If a bridge notices that the next ring matches a ring already in the RIF, the frame is not copied to that ring. This prevents loops in the network. When the explorer reaches the destination, the destination flips a bit to indicate that the RIF should be read in the opposite direction, and it returns the frame to the source. If there are multiple paths through the network, the end system receives multiple responses. The source end system typically selects the first response back (presumed to be the best path at that moment) and uses its RIF for the connection or the cache. In SNA, each SNA PU has its own LLC2 connection, so each PU can potentially find a new path through an SRB network. This enables rudimentary load balancing of SNA traffic across a source-route bridged network.
SRB also allows duplicate, concurrently active MAC addresses in the network, a feature that has made SRB a key component in many SNA network designs. A common technique used in SNA network design is to give multiple FEPs or CIPs the same MAC address. Using this technique, if one of the channel gateways fails, sessions are dropped but are automatically reconnected over the alternate channel gateway. In addition, multiple gateways can be used concurrently to more effectively utilize resources and minimize the impact of any single failure. Load balancing in SRB environments is not very deterministic (basically, the first adapter to respond to a TEST frame is the adapter that is used for the duration of the PU connection), but it helps in periods of high traffic where one adapter may get congested. Assigning duplicate MAC addresses to both a FEP and a CIP provides a safe means to migrate from a FEP to a CIP, allowing one to back up the other automatically in the case of a failure.
Figure C-1 shows an example of an SRB network. In this figure, there are two CIPs with the same MAC address. When the SNA PU sends out a TEST frame in an SRB explorer, it gets two responses, each with a different RIF. It uses the first response it receives for the LLC2 connection.

#### Written task 1:
Can you restate the paragraph in the source-route bridging text that begins "SRB also allows duplicate" as a short list that keeps its main facts?
#### Written task 2:
Will you quote everything in the source-route bridging text from "If a bridge" down to "source-route bridged network."?
#### Written task 3:
Which abbreviations appear in the source-route bridging text, not counting TEST, the name of a frame type?
Answer using only the source-route bridging text.

#### Collected data:
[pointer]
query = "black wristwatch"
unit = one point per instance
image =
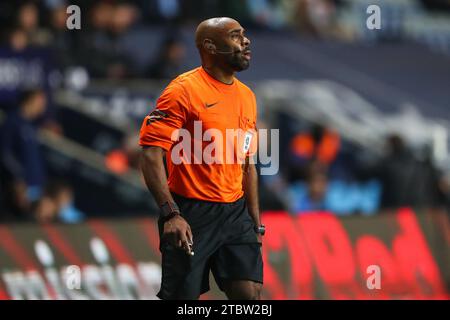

#### Written answer 1:
- SRB allows duplicate, concurrently active MAC addresses, which has made it a key part of many SNA network designs.
- A common design technique gives multiple FEPs or CIPs the same MAC address.
- If one channel gateway fails, sessions are dropped but reconnect automatically over the alternate gateway.
- Multiple gateways can run concurrently, which uses resources more effectively and limits the impact of any single failure.
- Load balancing is not very deterministic. The first adapter to respond to a TEST frame serves the whole PU connection. It still helps during high traffic, when one adapter may become congested.
- Giving a FEP and a CIP duplicate MAC addresses makes migrating from FEP to CIP safe, because each can back up the other automatically if one fails.

#### Written answer 2:
If a bridge notices that the next ring matches a ring already in the RIF, the frame is not copied to that ring. This prevents loops in the network. When the explorer reaches the destination, the destination flips a bit to indicate that the RIF should be read in the opposite direction, and it returns the frame to the source. If there are multiple paths through the network, the end system receives multiple responses. The source end system typically selects the first response back (presumed to be the best path at that moment) and uses its RIF for the connection or the cache. In SNA, each SNA PU has its own LLC2 connection, so each PU can potentially find a new path through an SRB network. This enables rudimentary load balancing of SNA traffic across a source-route bridged network.

#### Written answer 3:
RIF, SNA, PU, LLC2, SRB, MAC, FEP, CIP